(Dataset excerpts on object pointing)
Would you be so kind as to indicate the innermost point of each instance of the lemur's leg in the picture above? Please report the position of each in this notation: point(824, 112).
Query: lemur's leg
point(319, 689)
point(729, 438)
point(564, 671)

• What to do: Could you rescale the coordinates throughout the data above? Copy every line, with the requests left as they are, and multiply each point coordinate in the answers by 0.35, rounding to whole numbers with halves going up.

• Output of the task:
Would you be so kind as to indicate the innermost point of each instance of the lemur's leg in the picture above? Please report the position of each in this notation: point(824, 112).
Query: lemur's leg
point(112, 241)
point(255, 153)
point(197, 235)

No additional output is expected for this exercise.